* _WORK REQUIRED_: Scale the listing below by reproducing every line, requests included, from the line that contains "line, e.g. [269,50]" through the end of the listing. Multiply each answer coordinate by 2.05 and round it to a whole number, with halves going up. Leave the numbers in the requests and in their format samples unchanged.

* _RECORDS SHOWN_:

_____

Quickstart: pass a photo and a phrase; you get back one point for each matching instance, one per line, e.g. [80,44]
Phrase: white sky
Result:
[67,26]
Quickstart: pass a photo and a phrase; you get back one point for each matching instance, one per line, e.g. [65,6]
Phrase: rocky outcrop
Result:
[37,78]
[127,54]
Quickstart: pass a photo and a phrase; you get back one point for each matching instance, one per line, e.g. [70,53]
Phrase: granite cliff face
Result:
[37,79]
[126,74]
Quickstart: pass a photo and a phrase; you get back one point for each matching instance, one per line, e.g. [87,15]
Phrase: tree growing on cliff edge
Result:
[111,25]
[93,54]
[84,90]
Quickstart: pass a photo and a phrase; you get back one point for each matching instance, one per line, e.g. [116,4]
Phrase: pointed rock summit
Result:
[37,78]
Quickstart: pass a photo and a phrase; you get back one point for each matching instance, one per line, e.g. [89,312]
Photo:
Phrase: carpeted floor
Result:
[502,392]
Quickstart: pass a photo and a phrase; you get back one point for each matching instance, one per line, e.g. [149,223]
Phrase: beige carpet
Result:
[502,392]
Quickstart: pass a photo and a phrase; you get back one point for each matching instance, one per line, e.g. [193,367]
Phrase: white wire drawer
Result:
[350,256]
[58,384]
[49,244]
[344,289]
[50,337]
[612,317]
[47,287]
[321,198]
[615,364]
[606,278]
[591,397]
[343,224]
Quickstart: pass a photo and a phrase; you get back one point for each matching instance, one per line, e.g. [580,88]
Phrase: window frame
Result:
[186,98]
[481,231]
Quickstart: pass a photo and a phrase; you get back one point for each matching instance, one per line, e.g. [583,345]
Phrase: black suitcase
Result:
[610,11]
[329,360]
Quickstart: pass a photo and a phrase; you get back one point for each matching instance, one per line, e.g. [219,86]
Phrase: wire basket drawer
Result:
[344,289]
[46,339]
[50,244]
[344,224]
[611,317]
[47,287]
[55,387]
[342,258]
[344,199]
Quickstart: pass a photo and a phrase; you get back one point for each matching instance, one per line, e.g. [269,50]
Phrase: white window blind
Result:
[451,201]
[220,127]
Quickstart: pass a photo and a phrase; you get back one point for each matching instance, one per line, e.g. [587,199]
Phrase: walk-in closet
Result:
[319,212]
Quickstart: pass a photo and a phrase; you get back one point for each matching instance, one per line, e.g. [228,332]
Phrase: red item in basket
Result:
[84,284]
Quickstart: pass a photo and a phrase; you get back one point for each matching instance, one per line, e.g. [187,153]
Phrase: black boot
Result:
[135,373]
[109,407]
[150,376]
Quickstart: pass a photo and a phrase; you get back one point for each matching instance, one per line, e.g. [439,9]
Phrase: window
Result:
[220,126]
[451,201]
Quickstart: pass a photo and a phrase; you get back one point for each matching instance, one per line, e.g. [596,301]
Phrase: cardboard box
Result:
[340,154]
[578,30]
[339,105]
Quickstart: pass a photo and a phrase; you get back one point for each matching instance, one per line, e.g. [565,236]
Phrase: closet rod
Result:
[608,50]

_____

* _ANSWER TO THE TASK_:
Quickstart: pass a photo and a phrase; you get back one point for each matching instance, one per line, e.g. [269,50]
Phrase: white window blind
Result:
[925,412]
[451,260]
Quickstart: pass a photo and a phrase; you get back one point for each matching instance, one per line, e.g. [587,199]
Phrase: walk-in closet
Result:
[654,435]
Quickstart: pass a photo and a phrase; you get back one point for each matching instance, one per line, e.g. [228,332]
Phrase: red item in basket
Result:
[172,582]
Quickstart: pass a photo and a phrase; you get back one point for each matching instance, one per line, e.g. [187,153]
Phrase: black boot
Result:
[277,765]
[223,834]
[308,771]
Quickstart: pass a photo and a phrase; you get back one point for each matching instance, one per line, e.g. [439,9]
Phrase: window
Result:
[451,258]
[925,412]
Quickstart: pass a photo and a phrase; you get back one point for each matching instance, one per line, e.g. [596,301]
Phrase: cardboard box
Result:
[697,316]
[1185,62]
[695,215]
Quickstart: pass a photo and a phrase; you get back one point for each matching instance, one per line, e.g. [565,236]
Phrase: closet rod
Result:
[1246,103]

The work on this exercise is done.